-- Material provided follows --

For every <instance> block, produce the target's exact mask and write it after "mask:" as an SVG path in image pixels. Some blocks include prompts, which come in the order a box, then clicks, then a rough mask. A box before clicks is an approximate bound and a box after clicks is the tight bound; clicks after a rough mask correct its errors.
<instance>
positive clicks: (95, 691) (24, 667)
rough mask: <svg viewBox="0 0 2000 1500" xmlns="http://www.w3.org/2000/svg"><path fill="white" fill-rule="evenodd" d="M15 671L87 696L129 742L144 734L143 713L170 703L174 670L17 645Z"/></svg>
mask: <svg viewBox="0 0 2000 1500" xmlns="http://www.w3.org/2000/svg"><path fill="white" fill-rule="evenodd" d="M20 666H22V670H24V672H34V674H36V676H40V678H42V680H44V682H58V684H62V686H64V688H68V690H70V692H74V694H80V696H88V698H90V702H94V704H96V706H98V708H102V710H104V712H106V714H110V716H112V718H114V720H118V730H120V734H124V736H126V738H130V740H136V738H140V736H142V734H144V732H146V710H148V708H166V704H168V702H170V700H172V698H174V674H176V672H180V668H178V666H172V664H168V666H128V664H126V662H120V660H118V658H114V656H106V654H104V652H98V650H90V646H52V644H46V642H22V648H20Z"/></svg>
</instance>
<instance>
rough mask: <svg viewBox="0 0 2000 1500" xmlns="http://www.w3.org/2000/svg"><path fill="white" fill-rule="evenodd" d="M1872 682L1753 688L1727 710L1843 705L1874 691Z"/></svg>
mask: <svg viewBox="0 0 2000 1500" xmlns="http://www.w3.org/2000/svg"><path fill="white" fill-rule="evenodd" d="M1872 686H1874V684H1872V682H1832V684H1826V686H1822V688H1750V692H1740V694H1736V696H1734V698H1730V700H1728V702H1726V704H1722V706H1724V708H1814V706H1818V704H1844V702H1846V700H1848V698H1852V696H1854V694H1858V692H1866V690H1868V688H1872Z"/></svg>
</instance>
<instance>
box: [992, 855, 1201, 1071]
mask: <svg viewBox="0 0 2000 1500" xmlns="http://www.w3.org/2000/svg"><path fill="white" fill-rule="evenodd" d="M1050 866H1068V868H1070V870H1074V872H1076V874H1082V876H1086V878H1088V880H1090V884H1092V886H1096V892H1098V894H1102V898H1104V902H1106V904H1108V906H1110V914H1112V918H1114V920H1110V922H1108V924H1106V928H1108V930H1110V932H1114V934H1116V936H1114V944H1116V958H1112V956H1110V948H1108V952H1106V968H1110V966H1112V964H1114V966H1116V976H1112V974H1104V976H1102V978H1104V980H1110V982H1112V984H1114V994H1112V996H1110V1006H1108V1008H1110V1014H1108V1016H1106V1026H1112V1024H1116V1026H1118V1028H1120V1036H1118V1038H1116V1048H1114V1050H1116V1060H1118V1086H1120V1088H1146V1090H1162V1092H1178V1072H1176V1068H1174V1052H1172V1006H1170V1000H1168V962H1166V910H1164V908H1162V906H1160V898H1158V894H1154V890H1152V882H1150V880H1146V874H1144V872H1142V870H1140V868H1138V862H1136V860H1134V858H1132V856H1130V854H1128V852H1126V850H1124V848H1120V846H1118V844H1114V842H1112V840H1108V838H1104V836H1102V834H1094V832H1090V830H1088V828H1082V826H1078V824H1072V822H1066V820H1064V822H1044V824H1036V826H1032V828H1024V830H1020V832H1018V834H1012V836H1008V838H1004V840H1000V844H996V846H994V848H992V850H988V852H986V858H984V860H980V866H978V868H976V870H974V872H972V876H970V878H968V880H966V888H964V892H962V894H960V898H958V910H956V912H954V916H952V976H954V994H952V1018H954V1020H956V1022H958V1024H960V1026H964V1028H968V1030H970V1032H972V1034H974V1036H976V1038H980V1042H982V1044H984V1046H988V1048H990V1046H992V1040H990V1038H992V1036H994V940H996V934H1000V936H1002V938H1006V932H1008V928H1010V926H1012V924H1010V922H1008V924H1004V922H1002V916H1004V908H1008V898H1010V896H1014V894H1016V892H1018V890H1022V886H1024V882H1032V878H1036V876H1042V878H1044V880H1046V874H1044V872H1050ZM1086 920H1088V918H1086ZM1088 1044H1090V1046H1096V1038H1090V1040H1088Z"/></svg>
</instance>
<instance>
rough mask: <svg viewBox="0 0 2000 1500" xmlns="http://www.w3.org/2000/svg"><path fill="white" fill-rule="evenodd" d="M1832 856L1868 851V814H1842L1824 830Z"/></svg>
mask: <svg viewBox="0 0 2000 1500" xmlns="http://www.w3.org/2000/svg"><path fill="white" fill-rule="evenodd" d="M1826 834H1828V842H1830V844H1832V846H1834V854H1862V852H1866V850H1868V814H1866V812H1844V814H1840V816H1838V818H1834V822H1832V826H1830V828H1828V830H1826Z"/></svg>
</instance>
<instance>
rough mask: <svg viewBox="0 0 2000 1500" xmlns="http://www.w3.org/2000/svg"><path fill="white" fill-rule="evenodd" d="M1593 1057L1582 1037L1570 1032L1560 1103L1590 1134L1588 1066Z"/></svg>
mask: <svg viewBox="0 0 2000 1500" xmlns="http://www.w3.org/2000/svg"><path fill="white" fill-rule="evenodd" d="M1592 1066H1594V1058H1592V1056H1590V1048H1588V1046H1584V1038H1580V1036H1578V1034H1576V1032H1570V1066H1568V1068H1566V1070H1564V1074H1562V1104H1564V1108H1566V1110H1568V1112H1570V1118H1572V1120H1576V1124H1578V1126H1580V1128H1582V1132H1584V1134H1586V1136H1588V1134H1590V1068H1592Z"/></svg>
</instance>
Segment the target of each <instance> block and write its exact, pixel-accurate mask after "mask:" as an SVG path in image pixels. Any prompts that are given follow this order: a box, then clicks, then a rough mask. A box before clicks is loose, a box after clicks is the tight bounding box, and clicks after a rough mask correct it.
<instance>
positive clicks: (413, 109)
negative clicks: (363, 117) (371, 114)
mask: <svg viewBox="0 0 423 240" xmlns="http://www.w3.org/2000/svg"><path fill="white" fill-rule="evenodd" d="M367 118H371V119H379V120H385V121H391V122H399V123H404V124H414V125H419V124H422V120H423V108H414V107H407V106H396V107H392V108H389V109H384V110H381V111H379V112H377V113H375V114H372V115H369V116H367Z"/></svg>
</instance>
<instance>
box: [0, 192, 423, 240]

-- Material provided concluded --

How to complete this task
The records above are to be set down again exactly as written.

Worked solution
For every <instance> block, produce the target's exact mask and write it after "mask:" as an SVG path in image pixels. Some blocks include prompts, which come in the order a box, then clicks, then a rough mask. A box before clicks is an approximate bound and a box after clicks is the tight bound; clicks after a rough mask correct its errors.
<instance>
positive clicks: (95, 691) (24, 667)
rough mask: <svg viewBox="0 0 2000 1500" xmlns="http://www.w3.org/2000/svg"><path fill="white" fill-rule="evenodd" d="M15 671L87 696L129 742L144 734L143 713L170 703L174 670L17 645Z"/></svg>
mask: <svg viewBox="0 0 2000 1500" xmlns="http://www.w3.org/2000/svg"><path fill="white" fill-rule="evenodd" d="M20 666H22V670H24V672H34V674H36V676H40V678H42V680H44V682H58V684H62V686H64V688H68V690H70V692H74V694H80V696H88V698H90V702H94V704H96V706H98V708H102V710H104V712H106V714H110V716H112V718H114V720H118V730H120V734H124V736H126V738H130V740H136V738H140V736H142V734H144V732H146V710H148V708H166V704H168V702H170V700H172V698H174V674H176V672H180V668H178V666H172V664H168V666H128V664H126V662H120V660H118V658H114V656H106V654H104V652H98V650H90V646H52V644H46V642H22V648H20Z"/></svg>
</instance>
<instance>
rough mask: <svg viewBox="0 0 2000 1500" xmlns="http://www.w3.org/2000/svg"><path fill="white" fill-rule="evenodd" d="M1872 682L1753 688L1727 710L1843 705L1874 691Z"/></svg>
mask: <svg viewBox="0 0 2000 1500" xmlns="http://www.w3.org/2000/svg"><path fill="white" fill-rule="evenodd" d="M1872 686H1874V684H1872V682H1832V684H1826V686H1822V688H1750V692H1740V694H1736V696H1734V698H1730V700H1728V702H1726V704H1722V706H1724V708H1814V706H1818V704H1844V702H1846V700H1848V698H1852V696H1854V694H1858V692H1866V690H1868V688H1872Z"/></svg>
</instance>
<instance>
box: [992, 855, 1201, 1071]
mask: <svg viewBox="0 0 2000 1500" xmlns="http://www.w3.org/2000/svg"><path fill="white" fill-rule="evenodd" d="M1050 866H1068V868H1070V870H1074V872H1076V874H1082V876H1086V878H1088V880H1090V884H1092V886H1096V892H1098V894H1102V898H1104V902H1106V904H1108V906H1110V914H1112V918H1114V920H1110V922H1108V924H1106V928H1108V930H1110V932H1114V934H1116V936H1114V944H1116V958H1112V956H1110V948H1108V952H1106V968H1110V966H1112V964H1114V966H1116V976H1112V974H1104V976H1102V978H1104V980H1110V982H1112V984H1114V994H1112V996H1110V1006H1108V1008H1110V1014H1108V1016H1106V1026H1112V1024H1116V1026H1118V1028H1120V1036H1118V1038H1116V1048H1114V1050H1116V1060H1118V1086H1120V1088H1146V1090H1162V1092H1178V1072H1176V1068H1174V1052H1172V1006H1170V1000H1168V962H1166V910H1164V908H1162V906H1160V898H1158V894H1154V890H1152V882H1150V880H1146V874H1144V872H1142V870H1140V868H1138V862H1136V860H1134V858H1132V856H1130V854H1128V852H1126V850H1124V848H1120V846H1118V844H1114V842H1112V840H1108V838H1104V836H1102V834H1094V832H1090V830H1088V828H1082V826H1078V824H1072V822H1066V820H1064V822H1044V824H1036V826H1032V828H1024V830H1020V832H1018V834H1012V836H1008V838H1004V840H1000V844H996V846H994V848H992V850H988V852H986V858H984V860H980V866H978V868H976V870H974V872H972V876H970V878H968V880H966V888H964V892H962V894H960V898H958V910H956V912H954V916H952V976H954V994H952V1018H954V1020H956V1022H958V1024H960V1026H964V1028H968V1030H970V1032H972V1034H974V1036H976V1038H980V1042H982V1044H984V1046H988V1048H990V1046H992V1040H990V1038H992V1036H994V940H996V934H1000V936H1002V938H1006V932H1008V928H1010V926H1012V924H1010V922H1008V924H1004V922H1002V916H1004V908H1008V898H1010V896H1014V894H1016V892H1018V890H1022V886H1024V882H1032V878H1036V876H1042V878H1044V880H1046V874H1044V872H1050ZM1086 920H1088V918H1086ZM1088 1044H1090V1046H1096V1038H1090V1040H1088Z"/></svg>
</instance>
<instance>
rough mask: <svg viewBox="0 0 2000 1500" xmlns="http://www.w3.org/2000/svg"><path fill="white" fill-rule="evenodd" d="M1832 856L1868 851V814H1842L1824 830Z"/></svg>
mask: <svg viewBox="0 0 2000 1500" xmlns="http://www.w3.org/2000/svg"><path fill="white" fill-rule="evenodd" d="M1826 834H1828V842H1830V844H1832V846H1834V854H1862V852H1866V850H1868V814H1866V812H1844V814H1840V816H1838V818H1834V822H1832V826H1830V828H1828V830H1826Z"/></svg>
</instance>
<instance>
rough mask: <svg viewBox="0 0 2000 1500" xmlns="http://www.w3.org/2000/svg"><path fill="white" fill-rule="evenodd" d="M1593 1057L1582 1037L1570 1032L1560 1103L1590 1134L1588 1066Z"/></svg>
mask: <svg viewBox="0 0 2000 1500" xmlns="http://www.w3.org/2000/svg"><path fill="white" fill-rule="evenodd" d="M1592 1066H1594V1058H1592V1056H1590V1048H1588V1046H1584V1038H1580V1036H1578V1034H1576V1032H1570V1066H1568V1068H1566V1070H1564V1074H1562V1104H1564V1108H1566V1110H1568V1112H1570V1118H1572V1120H1576V1124H1578V1126H1580V1128H1582V1132H1584V1134H1586V1136H1588V1134H1590V1068H1592Z"/></svg>
</instance>
Segment the target of each <instance> block and write its exact, pixel-accurate mask after "mask:" as an SVG path in image pixels. Any prompts that are given follow this order: a box, then clicks, then a rough mask. A box before clicks is loose, a box after clicks is the tight bounding box, and clicks after a rough mask correct it.
<instance>
positive clicks: (413, 109)
negative clicks: (363, 117) (371, 114)
mask: <svg viewBox="0 0 423 240" xmlns="http://www.w3.org/2000/svg"><path fill="white" fill-rule="evenodd" d="M367 118H371V119H379V120H385V121H391V122H399V123H404V124H414V125H419V124H422V120H423V108H414V107H407V106H396V107H392V108H389V109H384V110H381V111H379V112H377V113H375V114H372V115H369V116H367Z"/></svg>
</instance>
<instance>
box: [0, 192, 423, 240]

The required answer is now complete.